It's early November, which means that our dark, sober winter coats, fresh out of their summer storage, suddenly have bright felt flowers blooming on their lapels. Veterans, dressed in their neatly-pressed Legion uniforms, begin popping up in shopping malls and subway stations, asking for donations. The words Lest We Forget seem to be on everyone's lips, and my Facebook feed is full of sepia-toned images of baby-faced soldiers and battlegrounds in France.
Poppy season is here.
For most of my life, I didn't really give Remembrance Day a whole lot of thought. I mean, it was just something you did, you know? I liked the grown-up feeling of having someone pin a poppy on my coat (although I lived in terror of being stuck by the open pin), and enjoyed the solemnity of the minute of silence. Remembrance Day as a kid often meant assemblies and pageants at school, or else special projects and discussions.
Remembrance Day as an adult living in Halifax meant a day off work and school, because it's a statutory holiday in Nova Scotia, which, hey, why would I complain about that? On top of everything, I'm a sucker for anything historical, so I was always interested in reading first-hand accounts of the war, although I have to admit that I preferred learning about the rations they ate and the clothing they wore to hearing about actual, you know, bloodshed. Still, I felt mainly positive about Remembrance Day in general.
Now, though, I feel more ambivalent about it. What, exactly, are we honouring? And, more importantly, why?
First of all, let me just be up front about something: Poppa, my maternal grandfather, is a Second World War veteran. He was in the Royal Canadian Air Force, although he never saw active duty, and he remained a fiercely proud pro-military Royal Canadian Legion member until the day he died.
I've heard friends and family members say that he was the only man brave enough to march in a Remembrance Day parade down a post-Bill-22 Quebec street while carrying the Union Jack. This holiday is something he believed in, because it honoured the deeply-held convictions about rights and freedoms that his military had fought for. Honestly, I kind of wonder if he's rolling in his grave right now over what I'm writing here.
See, the thing is, I'm pretty sure that I don't want to wear the Remembrance poppy anymore.
First of all, let's look at the history of the Remembrance poppy. In 1920, it began to be used as a way of commemorating soldiers who had died on the battlefields of World War I; it was chosen to symbolize those soldiers in part because of the poem In Flanders Fields by Canadian poet John McCrae, which describes poppies growing amid soldiers' graves, and the unrest of the fallen as they wait for their comrades in arms to end the war and bring about peace. The idea for wearing the Remembrance poppy was popularized by American professor and humanitarian Moina Michael, who, in 1918, wrote a poem called We Shall Keep The Faith in which she swore to wear a red poppy in honour of those who had lost their lives in the war.

+ + + +

**Your instructions**
Answer these questions from the text on the Remembrance poppy:
1. In which province is Remembrance Day a statutory holiday?
2. Which branch of the military did the writer's grandfather serve in?
3. In what year did Moina Michael write We Shall Keep The Faith?
The listing after this point comes from a separate source and is unrelated to the text above.

**Dataset content**
+ + + +

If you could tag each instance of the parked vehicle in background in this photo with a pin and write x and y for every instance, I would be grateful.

+ + + +

**Response to this exercise**
1. Nova Scotia
2. The Royal Canadian Air Force
3. 1918